● **Set task 1**: Using the excerpt on the RRA and board appointments, explain under what circumstances the Sellers must refrain from selling any shares.

______________________________

The RRA is to remain in place until such time as each Seller no longer holds any shares of common stock issuable in connection with the Closing.

 

The RRA requires the Sellers to comply with the prospectus delivery requirements of the Securities Act in connection with the sale of any registered shares, and also to refrain from selling any shares at any time we advise such Sellers that such registration statement can no longer be used for the sale of such shares.

 

Nominating and Voting Agreement

 

As described in greater detail under Items 5.02 and 5.03, below, on January 4, 2022, and effective as of the Closing on January 5, 2022, the Board of Directors (the “Board”) (i) increased the size of the Company’s Board of Directors from five members to seven members (with Javier F. Pico resigning from the Board effective immediately prior to Closing), and appointed (a) Mr. John A. Weinzierl, the Chief Executive Officer of Lubbock, who was designated by Lubbock, as a director and Chairman of the Company; (b) Mr. Joshua Batchelor, the Managing Partner of Sage Road Capital, LP, the owner of Banner, who was designated by Banner, as a director of the Company; and (c) Mr. Duane H. King, the Chief Executive Officer of Synergy, who was designated by Synergy, as a director of the Company.

______________________________

● **Set task 2**: Lay out as a JSON list of strings, one string per line and with blank lines left out, the listing lines starting with the line that contains "the grass category." and going on through the line that contains "[[172, 84, 491, 262], [19, 189, 180, 247]]".

Excerpts from a detection dataset

______________________________

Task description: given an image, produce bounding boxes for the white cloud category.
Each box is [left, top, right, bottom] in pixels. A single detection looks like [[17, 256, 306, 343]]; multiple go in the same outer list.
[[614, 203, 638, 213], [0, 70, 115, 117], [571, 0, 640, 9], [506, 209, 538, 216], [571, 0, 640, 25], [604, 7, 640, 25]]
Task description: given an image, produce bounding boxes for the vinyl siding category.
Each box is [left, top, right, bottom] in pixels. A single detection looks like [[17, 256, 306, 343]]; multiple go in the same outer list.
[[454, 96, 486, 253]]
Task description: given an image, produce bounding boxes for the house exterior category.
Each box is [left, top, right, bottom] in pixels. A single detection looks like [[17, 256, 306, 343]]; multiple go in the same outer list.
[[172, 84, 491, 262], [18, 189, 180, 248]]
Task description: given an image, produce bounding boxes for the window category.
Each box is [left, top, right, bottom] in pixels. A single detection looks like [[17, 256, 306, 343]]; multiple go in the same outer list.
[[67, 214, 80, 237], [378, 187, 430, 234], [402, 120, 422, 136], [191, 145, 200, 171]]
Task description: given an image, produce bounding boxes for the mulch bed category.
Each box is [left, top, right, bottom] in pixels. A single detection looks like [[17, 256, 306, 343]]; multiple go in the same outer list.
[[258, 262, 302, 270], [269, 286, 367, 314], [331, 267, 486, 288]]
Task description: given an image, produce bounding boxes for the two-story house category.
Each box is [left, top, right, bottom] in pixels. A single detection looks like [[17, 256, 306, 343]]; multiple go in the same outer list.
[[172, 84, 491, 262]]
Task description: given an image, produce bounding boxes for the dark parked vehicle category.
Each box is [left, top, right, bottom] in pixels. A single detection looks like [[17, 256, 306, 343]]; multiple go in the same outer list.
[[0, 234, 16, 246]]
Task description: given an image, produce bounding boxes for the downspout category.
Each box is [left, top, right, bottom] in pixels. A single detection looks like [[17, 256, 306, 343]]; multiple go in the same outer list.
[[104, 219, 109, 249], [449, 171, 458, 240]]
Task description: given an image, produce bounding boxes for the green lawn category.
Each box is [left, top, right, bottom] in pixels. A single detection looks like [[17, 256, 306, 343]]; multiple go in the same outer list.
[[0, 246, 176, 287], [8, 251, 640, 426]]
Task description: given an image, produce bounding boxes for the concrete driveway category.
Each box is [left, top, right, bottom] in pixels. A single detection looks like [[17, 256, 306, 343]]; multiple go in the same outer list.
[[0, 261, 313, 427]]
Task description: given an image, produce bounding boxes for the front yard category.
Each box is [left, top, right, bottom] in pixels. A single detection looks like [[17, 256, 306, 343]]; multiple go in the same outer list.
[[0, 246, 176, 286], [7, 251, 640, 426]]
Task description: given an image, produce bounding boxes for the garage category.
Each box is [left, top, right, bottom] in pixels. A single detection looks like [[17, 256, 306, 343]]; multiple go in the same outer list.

______________________________

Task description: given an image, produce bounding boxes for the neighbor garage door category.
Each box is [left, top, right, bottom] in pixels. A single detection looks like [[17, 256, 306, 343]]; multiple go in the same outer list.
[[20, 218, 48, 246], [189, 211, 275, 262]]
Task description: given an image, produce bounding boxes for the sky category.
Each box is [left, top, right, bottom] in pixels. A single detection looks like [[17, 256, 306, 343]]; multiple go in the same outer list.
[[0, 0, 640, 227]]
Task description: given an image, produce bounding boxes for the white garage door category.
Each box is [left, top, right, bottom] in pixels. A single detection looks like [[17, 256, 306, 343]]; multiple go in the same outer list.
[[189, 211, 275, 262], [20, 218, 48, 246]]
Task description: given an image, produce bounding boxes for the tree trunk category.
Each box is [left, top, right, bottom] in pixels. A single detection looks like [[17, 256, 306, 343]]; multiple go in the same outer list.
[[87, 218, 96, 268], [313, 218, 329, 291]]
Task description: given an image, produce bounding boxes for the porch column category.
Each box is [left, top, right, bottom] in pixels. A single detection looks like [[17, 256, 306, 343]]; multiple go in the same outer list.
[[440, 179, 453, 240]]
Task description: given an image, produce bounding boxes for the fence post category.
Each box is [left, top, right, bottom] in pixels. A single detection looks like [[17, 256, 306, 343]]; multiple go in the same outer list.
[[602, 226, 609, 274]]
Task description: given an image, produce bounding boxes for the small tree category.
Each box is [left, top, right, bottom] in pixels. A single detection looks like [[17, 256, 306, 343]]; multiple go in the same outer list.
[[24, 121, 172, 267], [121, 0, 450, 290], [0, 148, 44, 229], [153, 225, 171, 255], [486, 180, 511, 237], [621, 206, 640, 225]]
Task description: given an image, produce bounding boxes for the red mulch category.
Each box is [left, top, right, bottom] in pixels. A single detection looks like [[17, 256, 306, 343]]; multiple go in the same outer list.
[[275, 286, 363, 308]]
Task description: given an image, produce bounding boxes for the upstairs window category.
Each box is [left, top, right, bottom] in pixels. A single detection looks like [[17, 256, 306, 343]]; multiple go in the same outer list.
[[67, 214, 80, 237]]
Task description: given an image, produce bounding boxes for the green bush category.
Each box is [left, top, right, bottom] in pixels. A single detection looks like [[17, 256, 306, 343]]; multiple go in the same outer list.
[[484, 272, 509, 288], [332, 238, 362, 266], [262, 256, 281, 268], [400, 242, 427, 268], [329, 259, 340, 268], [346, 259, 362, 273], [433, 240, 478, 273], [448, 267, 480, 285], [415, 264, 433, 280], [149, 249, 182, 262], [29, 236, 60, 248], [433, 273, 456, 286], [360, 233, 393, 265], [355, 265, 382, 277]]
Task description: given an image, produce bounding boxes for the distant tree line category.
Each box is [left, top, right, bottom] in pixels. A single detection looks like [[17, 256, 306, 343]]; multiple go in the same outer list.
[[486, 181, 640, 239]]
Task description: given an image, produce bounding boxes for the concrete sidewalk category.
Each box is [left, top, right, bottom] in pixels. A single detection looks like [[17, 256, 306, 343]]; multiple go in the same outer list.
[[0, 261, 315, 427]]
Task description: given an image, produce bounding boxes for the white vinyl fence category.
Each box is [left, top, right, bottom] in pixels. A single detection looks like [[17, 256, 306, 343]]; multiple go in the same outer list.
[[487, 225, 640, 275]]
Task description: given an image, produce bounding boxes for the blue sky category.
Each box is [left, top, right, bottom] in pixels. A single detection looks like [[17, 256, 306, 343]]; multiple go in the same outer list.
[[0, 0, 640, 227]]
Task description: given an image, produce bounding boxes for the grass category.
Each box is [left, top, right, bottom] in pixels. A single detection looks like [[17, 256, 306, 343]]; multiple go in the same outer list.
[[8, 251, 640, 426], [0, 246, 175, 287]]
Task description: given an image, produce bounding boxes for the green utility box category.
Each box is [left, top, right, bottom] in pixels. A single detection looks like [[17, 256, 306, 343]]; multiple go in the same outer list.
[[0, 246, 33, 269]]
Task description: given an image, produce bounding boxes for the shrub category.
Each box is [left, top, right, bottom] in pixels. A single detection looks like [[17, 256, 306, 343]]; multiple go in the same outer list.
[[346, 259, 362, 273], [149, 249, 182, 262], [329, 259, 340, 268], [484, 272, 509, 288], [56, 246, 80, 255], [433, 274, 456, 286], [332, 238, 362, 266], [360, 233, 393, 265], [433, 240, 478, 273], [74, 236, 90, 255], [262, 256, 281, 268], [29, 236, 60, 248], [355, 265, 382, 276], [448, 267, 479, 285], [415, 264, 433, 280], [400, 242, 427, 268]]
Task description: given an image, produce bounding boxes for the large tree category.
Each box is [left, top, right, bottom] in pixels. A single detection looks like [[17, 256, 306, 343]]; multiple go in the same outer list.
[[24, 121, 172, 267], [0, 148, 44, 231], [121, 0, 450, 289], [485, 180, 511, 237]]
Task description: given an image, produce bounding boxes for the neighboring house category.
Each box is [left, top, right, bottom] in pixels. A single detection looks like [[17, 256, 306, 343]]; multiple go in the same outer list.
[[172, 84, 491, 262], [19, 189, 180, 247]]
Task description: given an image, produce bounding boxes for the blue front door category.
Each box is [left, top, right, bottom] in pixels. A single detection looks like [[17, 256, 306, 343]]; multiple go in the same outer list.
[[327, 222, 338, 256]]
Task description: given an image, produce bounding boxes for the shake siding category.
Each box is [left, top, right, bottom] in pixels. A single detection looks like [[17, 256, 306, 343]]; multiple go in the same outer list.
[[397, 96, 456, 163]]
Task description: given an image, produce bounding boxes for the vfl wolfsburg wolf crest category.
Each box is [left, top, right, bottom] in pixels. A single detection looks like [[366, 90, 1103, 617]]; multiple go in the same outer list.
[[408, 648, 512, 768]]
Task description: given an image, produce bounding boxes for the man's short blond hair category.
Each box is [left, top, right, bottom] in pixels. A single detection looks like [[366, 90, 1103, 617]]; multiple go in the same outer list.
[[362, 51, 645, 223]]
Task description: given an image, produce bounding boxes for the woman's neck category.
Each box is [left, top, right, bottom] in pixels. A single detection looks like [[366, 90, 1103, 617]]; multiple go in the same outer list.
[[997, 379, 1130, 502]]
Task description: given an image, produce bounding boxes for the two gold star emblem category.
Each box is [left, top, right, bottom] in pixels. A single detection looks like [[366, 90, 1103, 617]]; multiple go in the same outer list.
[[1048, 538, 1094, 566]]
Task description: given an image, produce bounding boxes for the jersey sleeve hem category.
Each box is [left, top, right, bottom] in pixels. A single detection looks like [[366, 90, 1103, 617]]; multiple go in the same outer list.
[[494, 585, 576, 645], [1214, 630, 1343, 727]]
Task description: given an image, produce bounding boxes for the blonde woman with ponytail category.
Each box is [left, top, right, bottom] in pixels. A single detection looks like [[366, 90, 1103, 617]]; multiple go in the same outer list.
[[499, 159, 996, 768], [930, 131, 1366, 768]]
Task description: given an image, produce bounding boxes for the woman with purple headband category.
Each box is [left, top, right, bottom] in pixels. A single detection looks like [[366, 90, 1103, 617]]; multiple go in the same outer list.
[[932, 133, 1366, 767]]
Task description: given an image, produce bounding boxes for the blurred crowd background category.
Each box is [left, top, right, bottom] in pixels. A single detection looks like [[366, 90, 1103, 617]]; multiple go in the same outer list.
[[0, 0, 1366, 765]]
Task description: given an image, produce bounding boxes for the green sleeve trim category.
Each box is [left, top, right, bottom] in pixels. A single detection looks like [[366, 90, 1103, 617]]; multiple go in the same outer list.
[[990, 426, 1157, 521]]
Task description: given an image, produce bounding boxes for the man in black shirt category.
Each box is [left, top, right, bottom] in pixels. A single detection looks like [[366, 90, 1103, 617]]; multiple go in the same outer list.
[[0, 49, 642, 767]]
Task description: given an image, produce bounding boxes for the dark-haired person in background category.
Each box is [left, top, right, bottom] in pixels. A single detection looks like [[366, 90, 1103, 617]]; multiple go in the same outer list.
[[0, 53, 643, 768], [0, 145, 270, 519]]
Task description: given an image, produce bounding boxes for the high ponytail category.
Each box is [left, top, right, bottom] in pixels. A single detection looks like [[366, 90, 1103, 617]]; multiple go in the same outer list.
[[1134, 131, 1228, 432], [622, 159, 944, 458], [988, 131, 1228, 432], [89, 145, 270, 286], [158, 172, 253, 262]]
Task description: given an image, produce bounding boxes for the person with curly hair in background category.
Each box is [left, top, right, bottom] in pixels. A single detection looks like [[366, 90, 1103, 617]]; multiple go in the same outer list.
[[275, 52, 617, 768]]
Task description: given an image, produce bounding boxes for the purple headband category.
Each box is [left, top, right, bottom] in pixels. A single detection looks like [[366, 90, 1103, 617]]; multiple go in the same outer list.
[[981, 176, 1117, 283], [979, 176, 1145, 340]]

______________________________

● **Written reply 1**: The Sellers must refrain from selling any shares at any time they are advised that the registration statement can no longer be used for the sale of those shares.

● **Written reply 2**:
[
  "Task description: given an image, produce bounding boxes for the grass category.",
  "Each box is [left, top, right, bottom] in pixels. A single detection looks like [[17, 256, 306, 343]]; multiple go in the same outer list.",
  "[[8, 251, 640, 426], [0, 246, 175, 287]]",
  "Task description: given an image, produce bounding boxes for the green utility box category.",
  "Each box is [left, top, right, bottom] in pixels. A single detection looks like [[17, 256, 306, 343]]; multiple go in the same outer list.",
  "[[0, 246, 33, 269]]",
  "Task description: given an image, produce bounding boxes for the shrub category.",
  "Each box is [left, top, right, bottom] in pixels. A single detection looks like [[17, 256, 306, 343]]; multiple go in the same outer list.",
  "[[346, 259, 362, 273], [149, 249, 182, 262], [329, 259, 340, 268], [484, 272, 509, 288], [56, 246, 80, 255], [433, 274, 456, 286], [332, 238, 362, 266], [360, 233, 393, 265], [433, 240, 478, 273], [74, 236, 90, 255], [262, 256, 281, 268], [29, 236, 60, 248], [355, 265, 382, 276], [448, 267, 479, 285], [415, 264, 433, 280], [400, 242, 427, 268]]",
  "Task description: given an image, produce bounding boxes for the large tree category.",
  "Each box is [left, top, right, bottom] in pixels. A single detection looks like [[17, 256, 306, 343]]; multiple go in the same outer list.",
  "[[24, 121, 172, 267], [0, 148, 44, 231], [121, 0, 450, 289], [485, 180, 511, 237]]",
  "Task description: given an image, produce bounding boxes for the neighboring house category.",
  "Each box is [left, top, right, bottom] in pixels. A single detection looks like [[17, 256, 306, 343]]; multiple go in the same outer list.",
  "[[172, 84, 491, 262], [19, 189, 180, 247]]"
]